GIVEN REQUEST: Reproduce each of the records below word for word, with no changes.

┄┄┄┄┄┄┄┄┄┄

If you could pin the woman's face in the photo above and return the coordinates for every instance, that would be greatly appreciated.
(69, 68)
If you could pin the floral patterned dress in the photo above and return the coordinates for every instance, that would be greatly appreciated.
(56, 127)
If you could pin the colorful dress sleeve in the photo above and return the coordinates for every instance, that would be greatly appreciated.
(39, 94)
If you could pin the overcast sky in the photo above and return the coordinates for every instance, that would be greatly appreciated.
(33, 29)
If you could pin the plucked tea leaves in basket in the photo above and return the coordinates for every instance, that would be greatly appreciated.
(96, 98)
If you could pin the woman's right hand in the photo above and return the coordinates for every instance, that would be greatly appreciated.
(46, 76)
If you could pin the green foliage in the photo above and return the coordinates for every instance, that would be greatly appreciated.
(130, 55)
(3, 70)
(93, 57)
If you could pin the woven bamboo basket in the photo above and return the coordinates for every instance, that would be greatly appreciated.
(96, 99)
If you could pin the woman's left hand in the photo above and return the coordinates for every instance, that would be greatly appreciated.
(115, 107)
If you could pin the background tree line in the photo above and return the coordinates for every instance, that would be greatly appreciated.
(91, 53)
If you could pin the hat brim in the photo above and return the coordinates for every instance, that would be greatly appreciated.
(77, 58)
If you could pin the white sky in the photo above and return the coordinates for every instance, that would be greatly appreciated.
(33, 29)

┄┄┄┄┄┄┄┄┄┄

SOLUTION TO THIS EXERCISE:
If you could pin the woman's face in the photo above and return the coordinates for every instance, that would be greatly appreciated.
(69, 68)
If you could pin the floral patterned dress in the photo above and return the coordinates for every instance, that would be greatly appreciated.
(56, 127)
If you could pin the colorful dress sleeve in the photo above and return the coordinates for every instance, that would be greatly appreciated.
(39, 94)
If you could pin the overcast sky in the photo above and return the coordinates for every instance, that would be greatly appreciated.
(33, 29)
If you could pin the plucked tea leaves in basket in the photo above and return the coordinates for every instance, that would be greatly appreciated.
(96, 98)
If you could pin the woman's right hand in the photo above and return the coordinates for every instance, that would be greatly appreciated.
(46, 76)
If you could pin the green foliage in the photo above and return the coordinates for every instance, that would be greatly appreciated.
(130, 55)
(3, 70)
(93, 57)
If you could pin the woven bamboo basket in the photo above and return the coordinates for every instance, that would be greatly appreciated.
(96, 99)
If you could pin the woman's left hand in the photo above and return the coordinates for every instance, that would be greatly appreciated.
(115, 107)
If you could pin the background tree line in the photo above and return the coordinates for every instance, that would be greatly appreciated.
(91, 53)
If you could pin the hat brim in the photo above and return the coordinates for every instance, that would be greatly appreciated.
(77, 58)
If you could pin the white sky in the photo above and return the coordinates for every instance, that would be greatly appreciated.
(33, 29)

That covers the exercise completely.